* What you need to do
Repeat the data below exactly, dropping any pictures it holds.

>> begin Recorded information

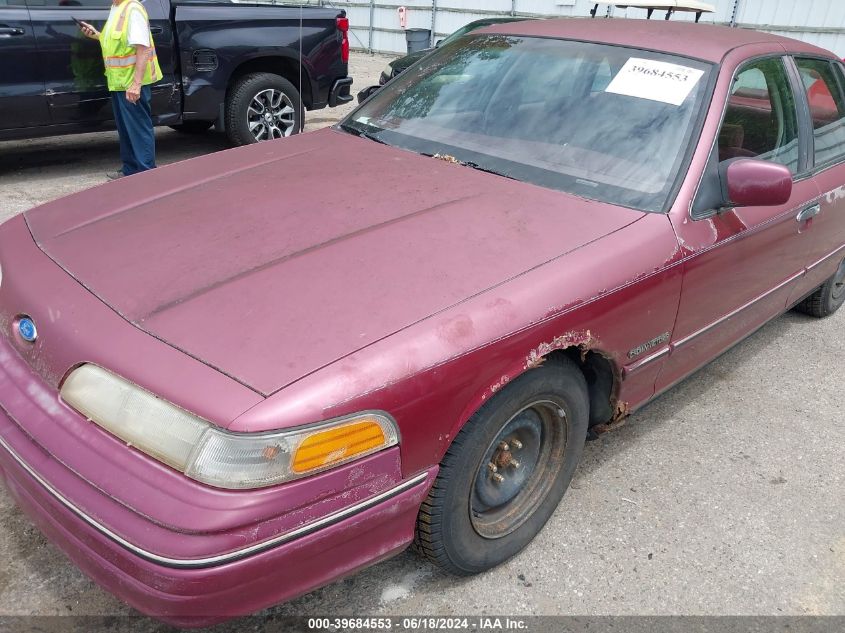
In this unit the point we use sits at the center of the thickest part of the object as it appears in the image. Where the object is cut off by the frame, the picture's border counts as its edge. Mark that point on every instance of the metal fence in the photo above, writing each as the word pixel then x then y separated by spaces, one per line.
pixel 375 23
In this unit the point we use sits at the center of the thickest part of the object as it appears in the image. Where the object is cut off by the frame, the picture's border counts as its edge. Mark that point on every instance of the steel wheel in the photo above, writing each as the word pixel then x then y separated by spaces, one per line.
pixel 271 115
pixel 828 298
pixel 517 470
pixel 506 470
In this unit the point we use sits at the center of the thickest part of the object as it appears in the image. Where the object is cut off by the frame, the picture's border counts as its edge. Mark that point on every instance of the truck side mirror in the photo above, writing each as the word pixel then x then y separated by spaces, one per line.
pixel 366 93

>> end Recorded information

* Output of the task
In this unit the point we use sits at the center of the thickest part of the object as it appears in the image. Where the object is cut off by the frame, the picture's border counts as its edge. Mark that point on every instance of the metal fence in the photo above, writing each as the word pixel then x then y separated by spaces, one per line.
pixel 375 23
In this unit the point we use sits at the center of the thickest part of the object as it appears in the image. Where the object is cut off by the frame, the picture's border counts as its edge. Mark that point on every instance of the steel wheel in the photo above, writing each as the word pixel then x then y separated by spaces, one per line.
pixel 271 115
pixel 828 298
pixel 517 470
pixel 506 470
In this unit the point we use sits at the center of the thickest part of the object as it appears in the image. Where the object is cut off by the frame, the picture's border counts as its edge. Mark that point on every instance of the truck side mirror in the photo above, writing each as the word pixel then x then y separated by spaces, one per line.
pixel 366 93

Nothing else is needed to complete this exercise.